Breve esercizio A. Riformuli in forma di elenco puntato il paragrafo del brano fornito che inizia con «L'evento è stato promosso», mantenendone i fatti principali.

Brano fornito.
════════════════════

26.08.2025 – La figura di Giovanni Palatucci, ultimo questore italiano a Fiume, martire della ferocia nazista, morto nel campo di concentramento di Dachau il 10 febbraio 1945 e Giusto tra le Nazioni, va studiata più a fondo per comprenderne la sua grandezza storica. È quanto emerso da una mattinata di studi organizzata ad Abbazia sabato 23 agosto a ottant’anni dalla sua morte.
L’evento è stato promosso dalla Comunità degli Italiani di Abbazia, dall’ERAPLE del FVG (Ente regionale ACLI per i problemi dei lavoratori emigrati) e dal Comitato provinciale di Udine dell’Associazione Nazionale Venezia Giulia e Dalmazia, con la collaborazione dell’Associazione Clape APS di Monfalcone (GO), della Comunità degli Italiani di Fiume, dell’Associazione Fiumani Italiani nel Mondo e del Circolo di cultura istro-veneta “Istria” (TS). L’iniziativa, che aveva il patrocinio dell’Unione Italiana (Croazia) e il sostegno della Regione Autonoma Friuli Venezia Giulia, si è svolta nella suggestiva cornice di Villa Antonio, sede della Comunità degli Italiani di Abbazia. Ha fatto gli onori di casa Sonja Kalafatović, presidente della CI di Abbazia, salutando gli organizzatori, i relatori e il pubblico in sala.

Ha moderato la giornata di studio e di riflessione Rosanna Turcinovich Giuricin, giornalista, scrittrice e direttore de «La Voce di Fiume», trimestrale del Libero Comune di Fiume in Esilio. Sono seguiti i saluti istituzionali di Elisa Sinosich, presidente dell’ERAPLE del Friuli Venezia Giulia. “Io sono qui per merito di Giovanni Palatucci – ha esordito la Sinosich – che nei momenti complessi della guerra aiutò mio padre e proprio la storia del confine orientale è così poco nota a molte persone, che bisognerebbe parlarne di più”.

════════════════════

Righe elencate.
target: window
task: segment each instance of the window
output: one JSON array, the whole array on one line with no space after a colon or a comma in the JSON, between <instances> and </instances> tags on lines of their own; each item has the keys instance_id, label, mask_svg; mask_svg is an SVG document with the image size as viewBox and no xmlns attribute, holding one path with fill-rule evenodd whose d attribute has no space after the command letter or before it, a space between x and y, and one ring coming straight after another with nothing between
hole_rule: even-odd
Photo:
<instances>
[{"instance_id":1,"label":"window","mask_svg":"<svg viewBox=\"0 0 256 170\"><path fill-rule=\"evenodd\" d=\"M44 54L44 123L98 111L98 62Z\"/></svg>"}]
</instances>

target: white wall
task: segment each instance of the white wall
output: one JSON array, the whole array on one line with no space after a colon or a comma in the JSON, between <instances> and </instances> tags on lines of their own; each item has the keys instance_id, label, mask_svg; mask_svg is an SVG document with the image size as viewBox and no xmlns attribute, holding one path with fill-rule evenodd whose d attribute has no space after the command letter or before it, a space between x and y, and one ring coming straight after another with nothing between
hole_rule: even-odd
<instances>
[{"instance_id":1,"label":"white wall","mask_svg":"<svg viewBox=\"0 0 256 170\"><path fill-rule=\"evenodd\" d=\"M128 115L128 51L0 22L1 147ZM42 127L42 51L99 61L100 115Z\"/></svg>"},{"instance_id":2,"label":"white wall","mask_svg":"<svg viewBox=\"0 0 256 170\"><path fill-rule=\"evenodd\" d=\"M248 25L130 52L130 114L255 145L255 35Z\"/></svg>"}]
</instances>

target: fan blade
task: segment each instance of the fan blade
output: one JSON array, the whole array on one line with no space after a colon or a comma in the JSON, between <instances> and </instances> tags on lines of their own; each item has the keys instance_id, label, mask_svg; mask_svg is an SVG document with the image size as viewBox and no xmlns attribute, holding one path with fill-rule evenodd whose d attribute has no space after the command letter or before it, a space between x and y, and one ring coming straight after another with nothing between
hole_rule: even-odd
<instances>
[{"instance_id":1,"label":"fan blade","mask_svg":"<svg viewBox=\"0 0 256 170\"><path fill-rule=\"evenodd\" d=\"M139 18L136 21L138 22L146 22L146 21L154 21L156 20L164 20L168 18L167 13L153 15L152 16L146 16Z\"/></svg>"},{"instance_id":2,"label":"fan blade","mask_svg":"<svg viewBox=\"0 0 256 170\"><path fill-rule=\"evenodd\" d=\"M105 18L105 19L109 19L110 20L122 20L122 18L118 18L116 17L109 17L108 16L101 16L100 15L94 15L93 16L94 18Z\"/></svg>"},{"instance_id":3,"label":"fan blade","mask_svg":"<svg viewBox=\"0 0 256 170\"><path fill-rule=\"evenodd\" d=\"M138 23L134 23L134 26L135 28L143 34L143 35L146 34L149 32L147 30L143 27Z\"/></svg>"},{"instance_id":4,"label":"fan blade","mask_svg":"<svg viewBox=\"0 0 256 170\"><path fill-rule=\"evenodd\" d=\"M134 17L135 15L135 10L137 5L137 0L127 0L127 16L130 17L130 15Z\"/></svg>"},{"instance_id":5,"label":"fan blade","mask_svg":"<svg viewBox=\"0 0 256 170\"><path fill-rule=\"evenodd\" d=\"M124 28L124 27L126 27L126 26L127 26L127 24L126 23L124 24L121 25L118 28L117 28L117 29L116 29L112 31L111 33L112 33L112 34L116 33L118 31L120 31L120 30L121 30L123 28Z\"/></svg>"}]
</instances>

════════════════════

Breve esercizio B. Trascriva parola per parola, fra le righe elencate, il tratto che inizia dalla riga contenente "target: fan blade" e termina con la riga contenente "task: segment each instance of the fan blade", entrambe incluse.

Risposta A.
- Promotori: Comunità degli Italiani di Abbazia, ERAPLE del FVG (Ente regionale ACLI per i problemi dei lavoratori emigrati) e Comitato provinciale di Udine dell'Associazione Nazionale Venezia Giulia e Dalmazia.
- Collaborazione: Associazione Clape APS di Monfalcone (GO), Comunità degli Italiani di Fiume, Associazione Fiumani Italiani nel Mondo e Circolo di cultura istro-veneta "Istria" (TS).
- Patrocinio dell'Unione Italiana (Croazia) e sostegno della Regione Autonoma Friuli Venezia Giulia.
- Luogo: Villa Antonio, sede della Comunità degli Italiani di Abbazia.
- Accoglienza: Sonja Kalafatović, presidente della CI di Abbazia, ha salutato organizzatori, relatori e pubblico.

Risposta B.
target: fan blade
task: segment each instance of the fan blade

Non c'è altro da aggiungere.